___ 文書の抜粋

2018年度は6年に一度の同時改定であるとともに、2025年を目指した改革のピークとも言われたため、訪問診療への主治医とケアマネジャーの連携強化、リハビリテーションにおける医療介護連携の推進など両報酬をまたぐ連携が大きく進む改定となりました。

著しい状態の悪化を伴う末期の悪性腫瘍の利用者については、主治医の助言を得ることを前提として、サービス担当者会議の招集を不要とすることによりケアマネジメントプロセスを簡素化しましたが、これは本来慢性期の対応であるケアプランを急性期医療のペースに合わせていただいたものです。元々は、見直した上でも患者の状態の変化に伴っていちいちケアプランを変更することになっていましたが、これでも不十分としてさらに見直しを求めた経緯がありました。

2013年8月8日の日医・四病協合同提言における地域急性期病院については、遂に2018年度改定において、自宅などからの入院患者や緊急患者の受け入れおよび在宅医療の提供などの地域包括ケアに関する実績部分を評価した、地域包括ケア病棟入院料・入院医療管理料1および3として実を結ぶことになりました。また、同改定における有床診療所に対する地域包括ケアモデルの設定は、同じく日医・四病協合同提言以降訴えて来た、地域包括ケアを支援する有床診療所に対応するものです。有床診療所に対する地域包括ケアモデルの具体例として、介護報酬における短期入所療養介護や看護小規模多機能型居宅介護、介護医療院の組み合わせが行いやすくなるように様々な要件緩和が行われました。

______

_演習の構成_
1 - 2018年度同時改定についての文章のうち、「2018年度は6年に一度の同」から「しを求めた経緯がありました。」までをすべて、一字も変えずに出力してください。
2 - 2018年度同時改定についての文章によると、この改定で両報酬をまたぐ連携が大きく進んだのはなぜですか。1～3文で説明してください。
この後に続く行は、解答に使う必要がありません。

___ 提供データ

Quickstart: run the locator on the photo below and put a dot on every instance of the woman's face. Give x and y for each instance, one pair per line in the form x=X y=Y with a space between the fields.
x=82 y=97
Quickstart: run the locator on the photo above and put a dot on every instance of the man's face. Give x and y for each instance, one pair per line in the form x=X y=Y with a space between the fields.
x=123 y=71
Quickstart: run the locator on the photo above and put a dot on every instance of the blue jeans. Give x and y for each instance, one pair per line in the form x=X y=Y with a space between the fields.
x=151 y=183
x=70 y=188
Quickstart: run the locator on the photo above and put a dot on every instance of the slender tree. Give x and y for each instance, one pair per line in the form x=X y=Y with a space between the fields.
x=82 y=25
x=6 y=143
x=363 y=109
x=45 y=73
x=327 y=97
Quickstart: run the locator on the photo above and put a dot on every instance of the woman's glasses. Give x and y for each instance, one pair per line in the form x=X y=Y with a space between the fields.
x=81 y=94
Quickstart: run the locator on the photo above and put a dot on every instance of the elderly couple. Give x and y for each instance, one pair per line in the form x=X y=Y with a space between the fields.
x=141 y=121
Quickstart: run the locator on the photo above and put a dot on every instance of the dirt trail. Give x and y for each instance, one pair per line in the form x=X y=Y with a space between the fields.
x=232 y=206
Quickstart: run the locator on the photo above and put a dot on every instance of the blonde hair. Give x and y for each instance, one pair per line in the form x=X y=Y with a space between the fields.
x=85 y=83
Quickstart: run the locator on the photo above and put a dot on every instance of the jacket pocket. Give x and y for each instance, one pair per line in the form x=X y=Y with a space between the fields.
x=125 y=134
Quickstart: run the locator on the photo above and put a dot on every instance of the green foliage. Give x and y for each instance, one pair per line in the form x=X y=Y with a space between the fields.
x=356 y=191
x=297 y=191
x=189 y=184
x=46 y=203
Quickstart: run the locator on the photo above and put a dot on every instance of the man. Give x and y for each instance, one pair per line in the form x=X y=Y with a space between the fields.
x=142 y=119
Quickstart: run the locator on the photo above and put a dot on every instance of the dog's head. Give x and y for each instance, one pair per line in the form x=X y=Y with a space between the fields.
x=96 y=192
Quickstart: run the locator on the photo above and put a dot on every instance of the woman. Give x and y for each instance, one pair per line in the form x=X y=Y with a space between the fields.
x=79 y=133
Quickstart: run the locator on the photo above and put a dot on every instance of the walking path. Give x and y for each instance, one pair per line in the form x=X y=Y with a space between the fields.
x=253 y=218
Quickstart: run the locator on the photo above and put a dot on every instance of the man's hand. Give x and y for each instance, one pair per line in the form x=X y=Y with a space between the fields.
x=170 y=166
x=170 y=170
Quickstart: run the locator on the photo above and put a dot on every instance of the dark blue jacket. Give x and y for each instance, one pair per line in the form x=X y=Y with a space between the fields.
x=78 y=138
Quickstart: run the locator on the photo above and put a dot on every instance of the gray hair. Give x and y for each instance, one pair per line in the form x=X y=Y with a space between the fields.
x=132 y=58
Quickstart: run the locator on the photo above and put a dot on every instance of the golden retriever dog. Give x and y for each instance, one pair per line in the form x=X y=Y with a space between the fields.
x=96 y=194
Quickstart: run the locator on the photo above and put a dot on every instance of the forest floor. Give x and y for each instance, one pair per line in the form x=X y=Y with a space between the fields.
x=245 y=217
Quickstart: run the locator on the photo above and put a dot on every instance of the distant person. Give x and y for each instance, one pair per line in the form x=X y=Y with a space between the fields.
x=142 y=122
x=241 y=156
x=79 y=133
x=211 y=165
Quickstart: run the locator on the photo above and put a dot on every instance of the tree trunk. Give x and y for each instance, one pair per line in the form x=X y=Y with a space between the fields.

______

_課題別の解答_
1 -
2018年度は6年に一度の同時改定であるとともに、2025年を目指した改革のピークとも言われたため、訪問診療への主治医とケアマネジャーの連携強化、リハビリテーションにおける医療介護連携の推進など両報酬をまたぐ連携が大きく進む改定となりました。

著しい状態の悪化を伴う末期の悪性腫瘍の利用者については、主治医の助言を得ることを前提として、サービス担当者会議の招集を不要とすることによりケアマネジメントプロセスを簡素化しましたが、これは本来慢性期の対応であるケアプランを急性期医療のペースに合わせていただいたものです。元々は、見直した上でも患者の状態の変化に伴っていちいちケアプランを変更することになっていましたが、これでも不十分としてさらに見直しを求めた経緯がありました。

2 - 2018年度は6年に一度の同時改定であり、さらに2025年を目指した改革のピークとも言われていたためです。その結果、訪問診療への主治医とケアマネジャーの連携強化や、リハビリテーションにおける医療介護連携の推進などが大きく進みました。